---- Data for review
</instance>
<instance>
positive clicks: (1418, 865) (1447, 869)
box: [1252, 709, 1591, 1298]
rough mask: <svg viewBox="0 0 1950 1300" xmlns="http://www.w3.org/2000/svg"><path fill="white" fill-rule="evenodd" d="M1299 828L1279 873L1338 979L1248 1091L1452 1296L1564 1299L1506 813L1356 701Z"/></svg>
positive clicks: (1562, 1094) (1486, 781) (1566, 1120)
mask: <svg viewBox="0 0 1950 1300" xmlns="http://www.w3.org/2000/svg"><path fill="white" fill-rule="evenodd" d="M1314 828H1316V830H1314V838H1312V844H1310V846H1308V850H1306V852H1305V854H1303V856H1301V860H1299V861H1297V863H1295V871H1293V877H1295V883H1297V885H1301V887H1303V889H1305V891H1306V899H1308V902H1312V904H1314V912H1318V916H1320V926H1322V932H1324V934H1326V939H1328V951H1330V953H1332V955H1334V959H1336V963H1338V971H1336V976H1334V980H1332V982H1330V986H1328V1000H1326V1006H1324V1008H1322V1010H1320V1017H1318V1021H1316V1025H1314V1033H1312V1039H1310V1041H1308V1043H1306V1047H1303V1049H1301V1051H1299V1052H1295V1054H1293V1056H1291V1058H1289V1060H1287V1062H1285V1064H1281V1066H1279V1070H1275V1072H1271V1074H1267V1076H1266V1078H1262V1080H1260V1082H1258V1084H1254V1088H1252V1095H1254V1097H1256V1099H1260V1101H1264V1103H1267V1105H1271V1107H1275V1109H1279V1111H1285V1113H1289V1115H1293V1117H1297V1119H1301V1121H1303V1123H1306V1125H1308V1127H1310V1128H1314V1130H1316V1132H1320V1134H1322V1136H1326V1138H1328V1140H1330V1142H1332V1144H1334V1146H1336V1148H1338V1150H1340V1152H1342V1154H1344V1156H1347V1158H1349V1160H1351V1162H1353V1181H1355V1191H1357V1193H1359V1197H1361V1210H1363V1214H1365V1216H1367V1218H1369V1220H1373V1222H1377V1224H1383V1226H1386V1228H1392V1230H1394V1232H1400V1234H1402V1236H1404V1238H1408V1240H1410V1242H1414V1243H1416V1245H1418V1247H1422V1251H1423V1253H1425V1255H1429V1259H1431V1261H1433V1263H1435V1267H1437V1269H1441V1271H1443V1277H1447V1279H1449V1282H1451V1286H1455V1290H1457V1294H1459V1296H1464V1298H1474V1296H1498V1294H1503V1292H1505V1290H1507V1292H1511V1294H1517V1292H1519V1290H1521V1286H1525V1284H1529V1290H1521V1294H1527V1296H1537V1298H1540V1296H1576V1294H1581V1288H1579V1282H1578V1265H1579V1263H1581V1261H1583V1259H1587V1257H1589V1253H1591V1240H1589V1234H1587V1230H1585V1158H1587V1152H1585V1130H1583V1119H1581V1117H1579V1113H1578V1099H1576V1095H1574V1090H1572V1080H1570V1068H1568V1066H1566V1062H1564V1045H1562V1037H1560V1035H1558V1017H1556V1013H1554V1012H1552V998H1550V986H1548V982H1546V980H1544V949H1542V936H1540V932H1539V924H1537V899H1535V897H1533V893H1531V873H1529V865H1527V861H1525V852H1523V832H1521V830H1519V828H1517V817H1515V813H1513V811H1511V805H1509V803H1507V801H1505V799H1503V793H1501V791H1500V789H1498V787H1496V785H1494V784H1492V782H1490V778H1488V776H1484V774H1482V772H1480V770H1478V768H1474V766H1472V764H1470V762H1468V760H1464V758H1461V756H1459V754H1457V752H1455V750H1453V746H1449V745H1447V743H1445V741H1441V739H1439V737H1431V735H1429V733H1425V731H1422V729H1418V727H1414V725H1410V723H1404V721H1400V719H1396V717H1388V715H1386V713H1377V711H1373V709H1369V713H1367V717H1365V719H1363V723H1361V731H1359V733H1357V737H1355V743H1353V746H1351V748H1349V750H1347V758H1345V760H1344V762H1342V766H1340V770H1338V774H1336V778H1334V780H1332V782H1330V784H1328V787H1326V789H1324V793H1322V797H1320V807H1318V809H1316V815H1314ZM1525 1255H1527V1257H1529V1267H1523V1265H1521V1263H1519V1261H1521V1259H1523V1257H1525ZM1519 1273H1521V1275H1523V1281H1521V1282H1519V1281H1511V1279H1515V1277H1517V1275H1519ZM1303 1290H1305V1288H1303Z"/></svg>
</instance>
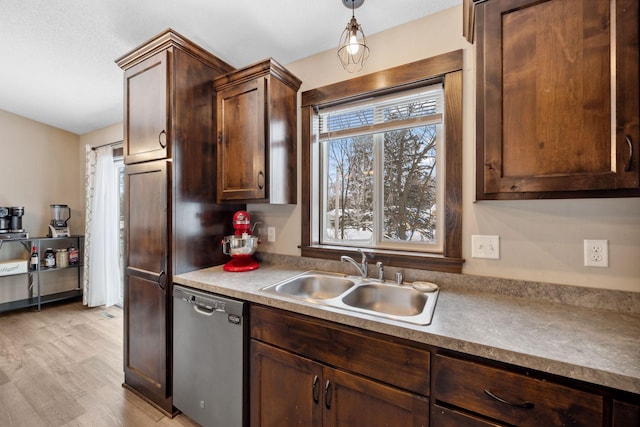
--------
- _Exercise_: Rewrite the data starting at its first line and ending at the line containing "box: [1252, 709, 1591, 1298]", with "positive clicks" replaced by "foreground clicks" and everything else unchanged.

- _Result below_:
</instance>
<instance>
foreground clicks: (1418, 865) (1447, 869)
box: [1252, 709, 1591, 1298]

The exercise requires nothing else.